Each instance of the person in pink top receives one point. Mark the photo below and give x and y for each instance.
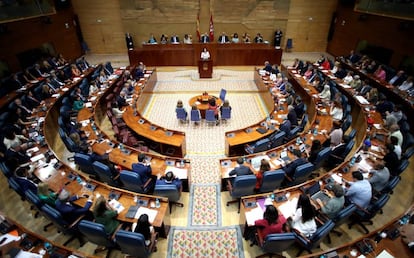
(380, 73)
(272, 222)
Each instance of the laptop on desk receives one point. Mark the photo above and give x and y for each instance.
(315, 192)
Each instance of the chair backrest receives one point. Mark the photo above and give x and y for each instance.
(277, 243)
(169, 191)
(261, 145)
(95, 233)
(84, 162)
(225, 113)
(210, 116)
(321, 233)
(33, 199)
(195, 116)
(243, 185)
(131, 181)
(276, 139)
(223, 93)
(322, 157)
(272, 180)
(302, 173)
(103, 171)
(344, 214)
(54, 215)
(131, 243)
(181, 114)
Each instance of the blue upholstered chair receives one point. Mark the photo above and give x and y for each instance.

————————

◆ **WRITTEN TASK**: Reproduce all of the data above line for line, without changing a word, and leave out the pictures.

◆ **SOLUTION**:
Each instance of the person in pink top receives one point. Mark the photo below and give x and y for each instance.
(380, 73)
(272, 222)
Each instance of the laptop on desk receives one point. Mark the photo above and give x and y for each instance.
(315, 192)
Each instance of the chair backrest receives one point. Mark the photo above and give x and y for each instance.
(277, 243)
(169, 191)
(261, 145)
(95, 233)
(84, 162)
(225, 113)
(210, 116)
(321, 233)
(33, 199)
(195, 116)
(243, 185)
(131, 181)
(276, 139)
(223, 93)
(322, 157)
(272, 180)
(302, 173)
(103, 171)
(344, 214)
(54, 215)
(131, 243)
(181, 114)
Each instance of the blue upholstered chair receives one point. Mark the photo above and give x and y for each instance.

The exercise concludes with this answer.